++++ INFORMATION SHOWN

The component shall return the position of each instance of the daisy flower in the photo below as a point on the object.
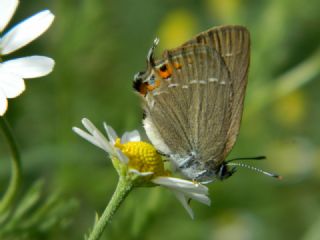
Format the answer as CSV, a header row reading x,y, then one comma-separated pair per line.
x,y
135,158
14,71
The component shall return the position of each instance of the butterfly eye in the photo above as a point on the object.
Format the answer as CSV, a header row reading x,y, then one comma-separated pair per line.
x,y
138,76
165,71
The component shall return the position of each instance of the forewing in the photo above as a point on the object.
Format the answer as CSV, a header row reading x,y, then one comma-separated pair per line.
x,y
191,108
233,44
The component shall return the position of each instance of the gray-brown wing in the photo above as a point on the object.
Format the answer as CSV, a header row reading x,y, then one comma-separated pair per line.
x,y
233,44
191,109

++++++++

Rewrite the entries above as a Markdown table with the columns Row and Line, giving each line its own numbered row and skipping blank lines. Leave the pictures out of the table.

**OUTPUT OF THE TASK**
| Row | Line |
|---|---|
| 1 | The component shall return the position of each instance of the daisy flower in the photo below as a point on the object. |
| 2 | Format the answer as CSV, a header row reading x,y, then one comma-separated pair per line. |
| 3 | x,y |
| 4 | 135,158 |
| 5 | 14,71 |
| 6 | The component shall return the position of each instance of the butterfly eye in the photo above as a point on the object. |
| 7 | Format the answer as CSV, a header row reading x,y, then one comma-separated pair per line. |
| 8 | x,y |
| 9 | 138,76 |
| 10 | 165,71 |
| 11 | The component shall return the position of each instance of the forewing in the photo above as a point on the object. |
| 12 | Format the answer as CSV, a header row reading x,y, then one comma-separated pair per line. |
| 13 | x,y |
| 14 | 191,108 |
| 15 | 233,44 |
| 16 | The component shall return the position of each instance of the gray-brown wing in the photo above as a point on the object. |
| 17 | Format the answer as CSV, a header row reading x,y, then one comma-separated pair per line. |
| 18 | x,y |
| 19 | 233,44 |
| 20 | 191,109 |